Consignes de l'exercice:
1. Répondez aux questions suivantes sur le texte consacré à la liaison de Victor Hugo avec Léonie Biard :
(a) À quelle adresse se trouvait le foyer de Juliette Drouet ?
(b) Quel métier exerçait Auguste-François Biard ?
(c) À quel moment Hugo devint-il l'amant de Léonie ?
2. Rédigez la suite du texte consacré à la liaison de Victor Hugo avec Léonie Biard, en reprenant après sa dernière phrase.

Texte proposé:
Un peu de vaudeville littéraire

Je relisais dans la bio-pavé de Jean-Marc Hovasse (que je n’ai toujours pas rendue à Aurélie A., croisée par hasard il y a deux ans, et plus depuis. Aurélie ? ça doit faire six ans que tu me l’as prêtée !!!) l’épisode des amours adultères de Victor Hugo avec Léonie Biard, amours surprises par huissier (le 5 juillet 1845 au matin ? le 3 au soir ?) à la requête du mari. En cette année qui suit la mort de Léopoldine, le poète, devenu pair de France, rôle qu’il assumait avec le plus grand sérieux, avait alors trois ménages : le foyer conjugal, place des Vosges, aujourd’hui Maison de Victor Hugo, le foyer de la maîtresse ‘‘officielle’’, Juliette Drouet, 12 rue Saint Anastase (IIIe arrondissement, métro Saint Sébastien) et une chambre du passage Saint Roch (Ier arrondissement, métro Pyramides). Les deux premiers étaient très proches, le troisième à environ 3/4h d’heure à pied. 
Léonie était une toute jeune femme devenue, à peine sortie du couvent ou à peu près, la maîtresse, puis l’épouse d’un « peintre quasi officiel de la monarchie de Juillet », Auguste-François Biard, prolifique auteur de croûtes. Hugo, qui l’aurait rencontrée en 1841 « J’avais trente-neuf ans quand je vis cette femme./De son regard plein d’ombre il sortit une flamme,/Et je l’aimai. (Océan, fragment) », devint son amant au printemps de 1844, et la liaison dura jusqu’à l’exil, où Juliette prit le parti de Victor (et fit suivre sa malle aux manuscrits en Belgique), et Léonie se rangea du côté du pouvoir. C’est donc l’Histoire avec sa grande hache qui se chargea de trancher ce nœud gordien conjugal et adultère.

Extrait de données:
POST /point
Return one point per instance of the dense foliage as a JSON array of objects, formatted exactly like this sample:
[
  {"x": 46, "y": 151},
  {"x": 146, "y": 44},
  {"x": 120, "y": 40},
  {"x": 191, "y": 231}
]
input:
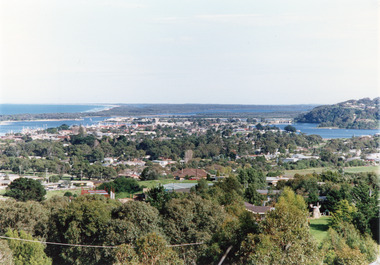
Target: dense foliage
[
  {"x": 24, "y": 189},
  {"x": 352, "y": 114}
]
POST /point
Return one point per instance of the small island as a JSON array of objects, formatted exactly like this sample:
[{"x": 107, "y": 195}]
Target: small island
[{"x": 351, "y": 114}]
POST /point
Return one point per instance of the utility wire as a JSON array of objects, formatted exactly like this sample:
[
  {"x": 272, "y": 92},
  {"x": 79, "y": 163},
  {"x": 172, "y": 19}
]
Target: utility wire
[
  {"x": 59, "y": 244},
  {"x": 88, "y": 246}
]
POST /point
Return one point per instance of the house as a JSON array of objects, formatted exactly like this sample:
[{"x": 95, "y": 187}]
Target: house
[
  {"x": 99, "y": 192},
  {"x": 194, "y": 173},
  {"x": 257, "y": 209},
  {"x": 273, "y": 180}
]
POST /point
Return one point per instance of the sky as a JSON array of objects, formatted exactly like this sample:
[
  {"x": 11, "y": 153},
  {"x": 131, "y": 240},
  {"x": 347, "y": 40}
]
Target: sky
[{"x": 189, "y": 51}]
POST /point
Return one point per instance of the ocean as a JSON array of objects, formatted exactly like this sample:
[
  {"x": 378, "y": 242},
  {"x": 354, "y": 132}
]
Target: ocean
[
  {"x": 9, "y": 109},
  {"x": 7, "y": 127}
]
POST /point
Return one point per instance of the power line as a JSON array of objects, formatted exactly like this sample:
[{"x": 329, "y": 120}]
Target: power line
[
  {"x": 88, "y": 246},
  {"x": 59, "y": 244}
]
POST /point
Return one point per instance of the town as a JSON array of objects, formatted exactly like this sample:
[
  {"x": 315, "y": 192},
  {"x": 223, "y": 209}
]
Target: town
[{"x": 234, "y": 164}]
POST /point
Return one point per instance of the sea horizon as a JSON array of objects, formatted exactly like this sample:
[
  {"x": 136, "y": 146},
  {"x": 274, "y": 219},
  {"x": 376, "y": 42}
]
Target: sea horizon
[{"x": 14, "y": 109}]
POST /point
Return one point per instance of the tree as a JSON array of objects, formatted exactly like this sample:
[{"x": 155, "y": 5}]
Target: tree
[
  {"x": 286, "y": 238},
  {"x": 25, "y": 252},
  {"x": 84, "y": 220},
  {"x": 253, "y": 196},
  {"x": 150, "y": 249},
  {"x": 23, "y": 189},
  {"x": 149, "y": 173},
  {"x": 6, "y": 257}
]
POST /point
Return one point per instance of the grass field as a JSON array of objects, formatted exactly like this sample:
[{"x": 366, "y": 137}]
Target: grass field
[
  {"x": 362, "y": 169},
  {"x": 52, "y": 193},
  {"x": 319, "y": 227},
  {"x": 318, "y": 170},
  {"x": 154, "y": 183}
]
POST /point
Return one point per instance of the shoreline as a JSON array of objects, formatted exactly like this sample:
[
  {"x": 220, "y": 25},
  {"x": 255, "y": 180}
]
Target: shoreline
[{"x": 81, "y": 118}]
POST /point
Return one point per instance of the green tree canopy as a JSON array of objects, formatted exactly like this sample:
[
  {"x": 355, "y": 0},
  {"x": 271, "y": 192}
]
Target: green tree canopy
[
  {"x": 27, "y": 252},
  {"x": 24, "y": 189}
]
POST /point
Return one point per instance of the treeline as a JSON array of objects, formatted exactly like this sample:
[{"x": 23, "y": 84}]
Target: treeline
[
  {"x": 153, "y": 232},
  {"x": 345, "y": 115}
]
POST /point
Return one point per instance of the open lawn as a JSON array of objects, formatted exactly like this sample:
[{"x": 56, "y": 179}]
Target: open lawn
[
  {"x": 362, "y": 169},
  {"x": 319, "y": 227},
  {"x": 155, "y": 183},
  {"x": 52, "y": 193},
  {"x": 318, "y": 170}
]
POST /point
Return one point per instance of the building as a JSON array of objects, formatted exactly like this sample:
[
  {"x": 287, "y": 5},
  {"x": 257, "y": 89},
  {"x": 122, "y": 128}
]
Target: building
[
  {"x": 193, "y": 173},
  {"x": 257, "y": 209}
]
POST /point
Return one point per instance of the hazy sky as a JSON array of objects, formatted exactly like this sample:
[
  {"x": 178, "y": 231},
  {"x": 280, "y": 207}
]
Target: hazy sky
[{"x": 195, "y": 51}]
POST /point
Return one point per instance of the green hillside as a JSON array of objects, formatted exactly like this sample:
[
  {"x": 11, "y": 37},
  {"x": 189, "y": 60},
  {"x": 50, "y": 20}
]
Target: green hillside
[{"x": 351, "y": 114}]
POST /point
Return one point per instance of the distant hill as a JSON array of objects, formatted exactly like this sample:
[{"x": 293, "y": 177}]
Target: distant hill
[{"x": 351, "y": 114}]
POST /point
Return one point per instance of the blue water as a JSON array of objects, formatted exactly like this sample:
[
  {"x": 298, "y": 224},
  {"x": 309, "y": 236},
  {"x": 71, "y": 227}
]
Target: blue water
[
  {"x": 311, "y": 128},
  {"x": 9, "y": 109},
  {"x": 18, "y": 126},
  {"x": 307, "y": 128}
]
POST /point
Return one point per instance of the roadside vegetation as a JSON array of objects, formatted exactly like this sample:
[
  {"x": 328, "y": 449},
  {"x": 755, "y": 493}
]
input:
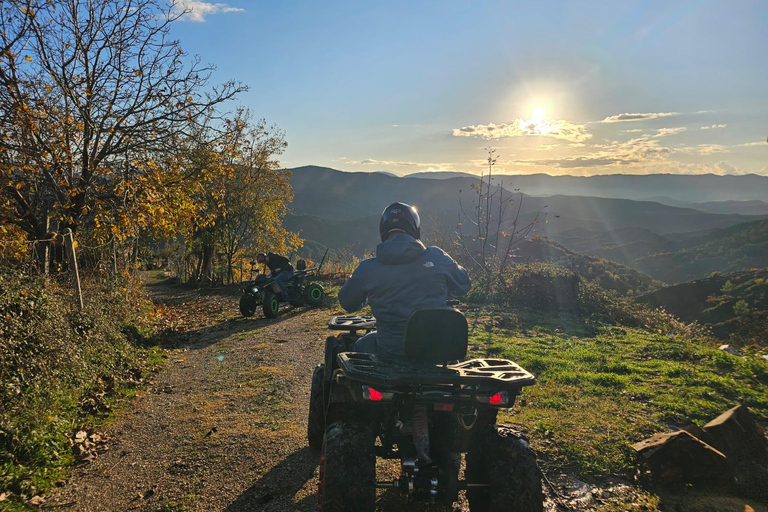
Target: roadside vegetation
[
  {"x": 63, "y": 371},
  {"x": 610, "y": 371}
]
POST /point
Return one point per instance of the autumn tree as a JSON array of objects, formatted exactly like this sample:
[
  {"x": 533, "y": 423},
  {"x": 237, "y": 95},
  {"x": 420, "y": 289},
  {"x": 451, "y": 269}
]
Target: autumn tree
[
  {"x": 244, "y": 194},
  {"x": 95, "y": 98}
]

Réponses finales:
1.
(a) Au 12 rue Saint Anastase, dans le IIIe arrondissement.
(b) Il était peintre, « peintre quasi officiel de la monarchie de Juillet ».
(c) Au printemps de 1844.

2.
Mais revenons à l’épisode. Protégé par son titre de pair, Hugo ne fut pas inquiété. Léonie, quant à elle, fut d’abord « incarcérée à Saint Lazare, maison d’arrêt pour prostituées et femmes adultères », puis condamnée à trois mois d’emprisonnement dans une maison de correction, dans deux couvents successifs, en l’occurrence. La loi était dure avec  la « femme tombée ». Si la presse se fit l’écho de l’épisode avec une discrétion – ou une publicité – relative, c’est Balzac qui, dans La Cousine Bette, donna à l’épisode une ironique transposition littéraire. En scène, le baron Hulot et l’infâme Valérie Marneffe.

(…)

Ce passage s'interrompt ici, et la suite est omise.